Tasks and exercises ▸
(1) In the naan post, reproduce word for word the part that begins with the words containing "Knead and rest" and ends with "pay attention to.".
(2) List every kind of seed that the naan post names as an additional ingredient.

Extract to read ▸
Tuesday, November 8, 2011

More things to do with dough


A very long time ago, I posted a recipe for spinach lentil curry. It's one of my staples in cooler weather, but I wanted something a little different to go with it. I also love naan, but buying anything made out of bread these days seems like an extraordinary expense. These aren't authentic naan, but they're pretty good.

Naan procedure:

Use the pizza dough recipe from the last post, but swap in about 25% whole wheat flour.

Knead and rest the dough the same way, and when you're ready to use it, pull it out of the fridge and deflate it. Put a little oil on your hands to keep the dough from sticking to you, and tear off pieces of dough about twice the size of a ping pong ball. Stretch them out until they are about the size of your palm, then set them aside to rest for bit.

Meanwhile, heat a heavy skillet to medium low. I use a cast iron pan. You don't need to oil the pan, but you do need a lid for it.

Once the pan is hot, put a bit more oil on the dough bits and pat them out until they are about 1/4" thick, then lay them in the pan. My skillet is just about big enough to cook 2 at a time. Cover the pan and let the naan cook for 3 minutes, turn them over, and cook them another 3 minutes. That's it!

As usual, there are some things I think are important to pay attention to.

1. The pizza /baguette dough formula calls for bread flour. This makes it chewy. Adding whole wheat makes it slightly less so, but traditionally naan is made with a lower protein flour. All purpose flour would probably be closer.
2. Also traditional is the use of copious amounts of butter, mostly for frying, but also I think there is some butter or oil in the dough itself. Again, this would tenderize the dough, if you wanted a more traditional end product.
3. Additional ingredients commonly used are nigella or cumin seeds, anise seed, or caraway seed, also fried onions and or potatoes are often mixed in. I didn't have any of those things on hand when I took a notion to make these.
4. The toasty bits are vitally important! If you don't have any little chewy crusty dark bits, it won't taste like naan.

So why did I decide to use this somewhat deviant recipe to make naan? Because of my desire to have a range of versatile, cheap, generic, ingredients that I can dress up a variety of ways. A wad of flour, water & yeast doesn't get much more basic, but already I've used it for French, Italian, and Indian cooking styles. I haven't made any steamed buns with it yet, but that's next on the list.

Dataset ▸
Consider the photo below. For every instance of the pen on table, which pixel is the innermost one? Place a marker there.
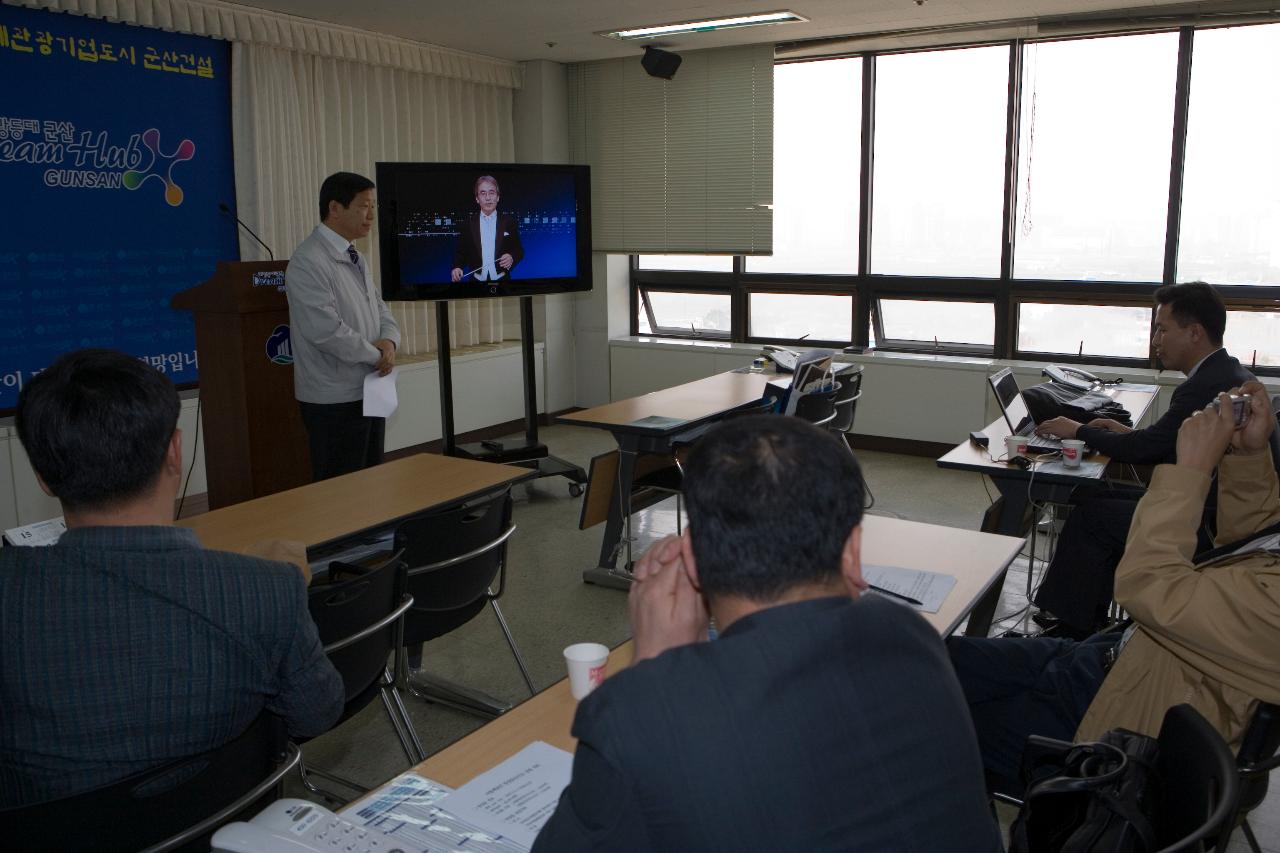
(894, 594)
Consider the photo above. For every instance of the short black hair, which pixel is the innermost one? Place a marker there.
(342, 187)
(96, 425)
(1196, 302)
(772, 501)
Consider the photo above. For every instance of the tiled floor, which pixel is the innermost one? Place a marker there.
(548, 606)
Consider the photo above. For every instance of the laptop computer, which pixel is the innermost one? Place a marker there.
(1019, 419)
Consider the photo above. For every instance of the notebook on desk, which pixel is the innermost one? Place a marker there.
(1009, 397)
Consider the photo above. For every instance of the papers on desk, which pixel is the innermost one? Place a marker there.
(380, 398)
(516, 797)
(657, 422)
(928, 587)
(1057, 466)
(499, 811)
(407, 811)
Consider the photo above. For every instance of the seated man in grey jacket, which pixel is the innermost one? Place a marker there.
(818, 720)
(127, 646)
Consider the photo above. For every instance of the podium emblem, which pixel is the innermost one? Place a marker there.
(279, 350)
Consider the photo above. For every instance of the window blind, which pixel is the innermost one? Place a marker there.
(680, 165)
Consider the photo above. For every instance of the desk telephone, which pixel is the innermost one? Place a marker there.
(298, 826)
(782, 357)
(1074, 378)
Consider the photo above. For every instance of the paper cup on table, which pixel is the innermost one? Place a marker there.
(1073, 451)
(585, 664)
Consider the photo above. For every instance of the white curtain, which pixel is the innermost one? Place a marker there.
(301, 117)
(310, 99)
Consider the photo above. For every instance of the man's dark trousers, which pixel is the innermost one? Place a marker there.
(342, 438)
(1022, 687)
(1079, 582)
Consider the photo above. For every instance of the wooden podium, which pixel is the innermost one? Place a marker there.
(255, 442)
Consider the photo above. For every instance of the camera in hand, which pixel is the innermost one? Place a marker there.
(1239, 407)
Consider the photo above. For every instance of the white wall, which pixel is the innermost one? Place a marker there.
(599, 316)
(488, 388)
(542, 136)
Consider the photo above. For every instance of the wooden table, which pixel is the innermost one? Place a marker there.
(690, 405)
(976, 559)
(1020, 488)
(333, 510)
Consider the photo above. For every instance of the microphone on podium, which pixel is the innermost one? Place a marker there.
(222, 205)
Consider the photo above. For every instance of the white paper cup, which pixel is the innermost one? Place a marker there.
(1073, 451)
(585, 664)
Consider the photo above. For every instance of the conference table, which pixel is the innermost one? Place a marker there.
(375, 498)
(649, 424)
(974, 559)
(1046, 482)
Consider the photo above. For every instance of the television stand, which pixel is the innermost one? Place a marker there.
(528, 452)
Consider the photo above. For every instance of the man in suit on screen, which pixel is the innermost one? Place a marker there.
(818, 719)
(489, 243)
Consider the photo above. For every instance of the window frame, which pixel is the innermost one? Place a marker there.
(1004, 292)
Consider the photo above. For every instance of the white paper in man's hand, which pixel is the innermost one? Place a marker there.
(380, 398)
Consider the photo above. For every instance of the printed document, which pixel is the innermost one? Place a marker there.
(927, 587)
(380, 395)
(517, 797)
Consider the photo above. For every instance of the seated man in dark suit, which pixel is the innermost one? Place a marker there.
(818, 720)
(1205, 630)
(1189, 324)
(126, 644)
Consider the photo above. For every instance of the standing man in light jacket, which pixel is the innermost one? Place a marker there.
(341, 331)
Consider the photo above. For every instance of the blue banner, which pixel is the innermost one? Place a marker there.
(115, 153)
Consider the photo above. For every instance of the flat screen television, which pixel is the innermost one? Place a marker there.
(458, 231)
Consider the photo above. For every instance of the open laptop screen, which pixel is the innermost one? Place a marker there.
(1010, 398)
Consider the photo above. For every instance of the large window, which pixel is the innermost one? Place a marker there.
(1084, 331)
(817, 121)
(1020, 200)
(1097, 122)
(937, 323)
(801, 316)
(1232, 187)
(940, 162)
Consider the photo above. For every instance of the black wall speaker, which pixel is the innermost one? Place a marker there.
(661, 63)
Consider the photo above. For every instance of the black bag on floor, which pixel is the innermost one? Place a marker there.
(1088, 798)
(1052, 400)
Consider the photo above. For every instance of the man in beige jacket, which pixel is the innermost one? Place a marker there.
(1205, 630)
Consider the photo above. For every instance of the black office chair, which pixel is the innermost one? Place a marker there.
(818, 406)
(846, 404)
(173, 807)
(455, 556)
(1198, 784)
(360, 616)
(671, 480)
(1255, 762)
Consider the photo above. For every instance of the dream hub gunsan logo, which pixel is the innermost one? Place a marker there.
(161, 167)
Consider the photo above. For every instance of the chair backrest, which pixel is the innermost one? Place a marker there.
(1257, 755)
(846, 400)
(150, 808)
(346, 614)
(453, 559)
(818, 406)
(1198, 781)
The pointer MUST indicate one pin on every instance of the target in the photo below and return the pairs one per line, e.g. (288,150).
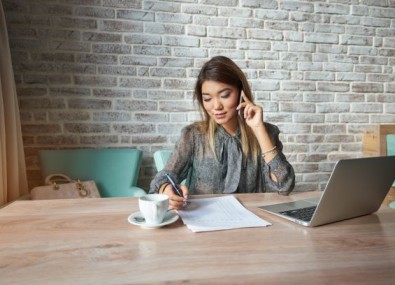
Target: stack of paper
(219,213)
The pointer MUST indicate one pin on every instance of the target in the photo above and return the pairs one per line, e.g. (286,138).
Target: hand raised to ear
(253,114)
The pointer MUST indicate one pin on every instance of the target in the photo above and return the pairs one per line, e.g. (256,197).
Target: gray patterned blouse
(193,160)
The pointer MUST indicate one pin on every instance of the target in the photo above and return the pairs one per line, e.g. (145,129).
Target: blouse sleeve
(279,166)
(179,162)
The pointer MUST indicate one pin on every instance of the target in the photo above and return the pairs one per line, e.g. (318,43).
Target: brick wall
(117,73)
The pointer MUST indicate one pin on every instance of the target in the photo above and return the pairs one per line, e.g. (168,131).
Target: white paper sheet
(219,213)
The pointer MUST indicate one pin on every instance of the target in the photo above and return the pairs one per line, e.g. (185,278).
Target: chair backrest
(115,171)
(161,157)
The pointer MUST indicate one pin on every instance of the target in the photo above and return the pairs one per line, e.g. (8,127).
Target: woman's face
(220,101)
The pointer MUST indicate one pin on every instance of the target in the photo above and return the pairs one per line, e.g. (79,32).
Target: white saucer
(170,217)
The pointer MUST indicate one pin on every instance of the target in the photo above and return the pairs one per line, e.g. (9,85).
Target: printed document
(218,213)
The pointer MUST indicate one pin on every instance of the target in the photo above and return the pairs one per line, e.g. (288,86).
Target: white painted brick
(117,72)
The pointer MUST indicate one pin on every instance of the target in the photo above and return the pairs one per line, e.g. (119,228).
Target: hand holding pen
(181,192)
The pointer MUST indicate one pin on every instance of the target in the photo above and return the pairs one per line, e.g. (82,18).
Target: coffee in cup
(154,207)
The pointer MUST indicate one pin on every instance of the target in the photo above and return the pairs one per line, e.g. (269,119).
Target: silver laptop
(356,187)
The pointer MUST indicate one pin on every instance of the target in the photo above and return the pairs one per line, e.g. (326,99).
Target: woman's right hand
(176,202)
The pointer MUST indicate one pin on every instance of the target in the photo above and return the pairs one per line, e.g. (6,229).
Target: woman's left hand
(253,114)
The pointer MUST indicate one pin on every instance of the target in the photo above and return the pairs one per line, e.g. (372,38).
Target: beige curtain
(13,180)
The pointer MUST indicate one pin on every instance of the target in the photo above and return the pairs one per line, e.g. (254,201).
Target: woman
(229,151)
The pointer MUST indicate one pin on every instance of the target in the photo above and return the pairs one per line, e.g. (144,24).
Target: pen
(179,193)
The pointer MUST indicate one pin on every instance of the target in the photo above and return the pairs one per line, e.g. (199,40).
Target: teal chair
(115,171)
(161,157)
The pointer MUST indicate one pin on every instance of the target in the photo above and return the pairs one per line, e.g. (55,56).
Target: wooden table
(91,242)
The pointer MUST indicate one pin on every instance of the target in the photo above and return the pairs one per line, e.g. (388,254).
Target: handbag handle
(57,178)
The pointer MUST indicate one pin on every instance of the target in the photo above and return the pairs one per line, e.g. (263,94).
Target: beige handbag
(60,186)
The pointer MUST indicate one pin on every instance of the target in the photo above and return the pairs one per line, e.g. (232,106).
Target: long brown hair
(224,70)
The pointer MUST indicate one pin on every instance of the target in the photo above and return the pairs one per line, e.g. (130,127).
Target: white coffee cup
(154,207)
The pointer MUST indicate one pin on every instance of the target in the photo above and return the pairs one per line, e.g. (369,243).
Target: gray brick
(93,104)
(335,87)
(265,35)
(168,72)
(152,50)
(366,108)
(333,108)
(111,116)
(181,41)
(162,6)
(321,38)
(297,6)
(265,4)
(195,9)
(159,28)
(135,15)
(139,83)
(233,33)
(367,87)
(208,21)
(95,81)
(138,60)
(332,8)
(115,73)
(98,139)
(174,18)
(298,86)
(135,105)
(196,30)
(354,118)
(94,12)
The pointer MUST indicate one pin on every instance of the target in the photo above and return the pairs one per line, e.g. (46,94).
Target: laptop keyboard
(304,214)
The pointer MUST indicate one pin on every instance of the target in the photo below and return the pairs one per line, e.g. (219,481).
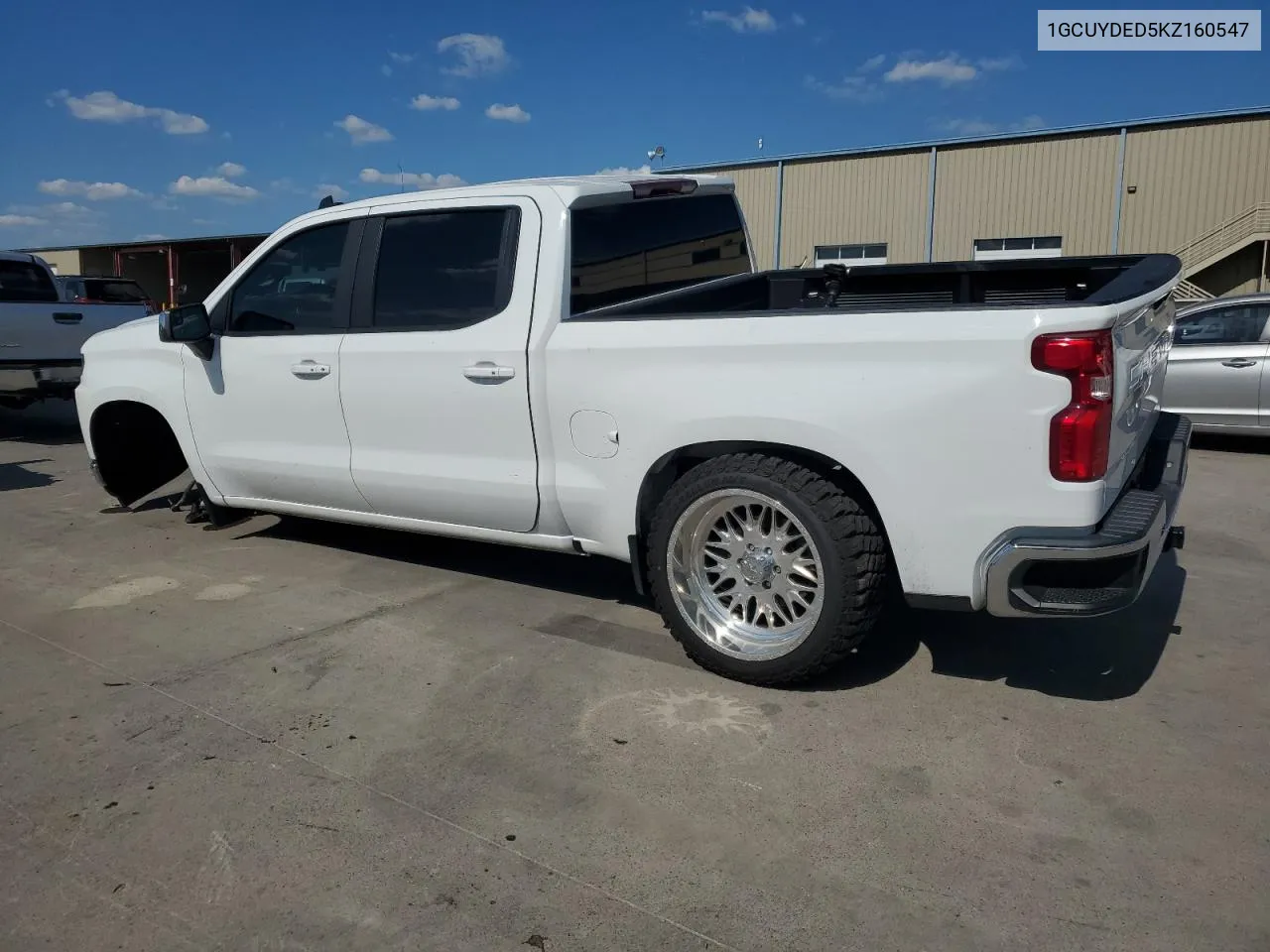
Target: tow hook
(1176,537)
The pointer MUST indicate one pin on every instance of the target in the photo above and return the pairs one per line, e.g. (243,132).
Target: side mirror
(189,324)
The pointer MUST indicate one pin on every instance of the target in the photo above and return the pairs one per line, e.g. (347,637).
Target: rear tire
(763,570)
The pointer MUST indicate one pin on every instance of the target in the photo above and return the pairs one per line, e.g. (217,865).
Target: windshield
(645,246)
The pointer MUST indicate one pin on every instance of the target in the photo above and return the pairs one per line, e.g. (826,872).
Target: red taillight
(1080,434)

Responses to the exercise ▸
(1)
Knead and rest the dough the same way, and when you're ready to use it, pull it out of the fridge and deflate it. Put a little oil on your hands to keep the dough from sticking to you, and tear off pieces of dough about twice the size of a ping pong ball. Stretch them out until they are about the size of your palm, then set them aside to rest for bit.

Meanwhile, heat a heavy skillet to medium low. I use a cast iron pan. You don't need to oil the pan, but you do need a lid for it.

Once the pan is hot, put a bit more oil on the dough bits and pat them out until they are about 1/4" thick, then lay them in the pan. My skillet is just about big enough to cook 2 at a time. Cover the pan and let the naan cook for 3 minutes, turn them over, and cook them another 3 minutes. That's it!

As usual, there are some things I think are important to pay attention to.

(2) Nigella seeds, cumin seeds, anise seed, caraway seed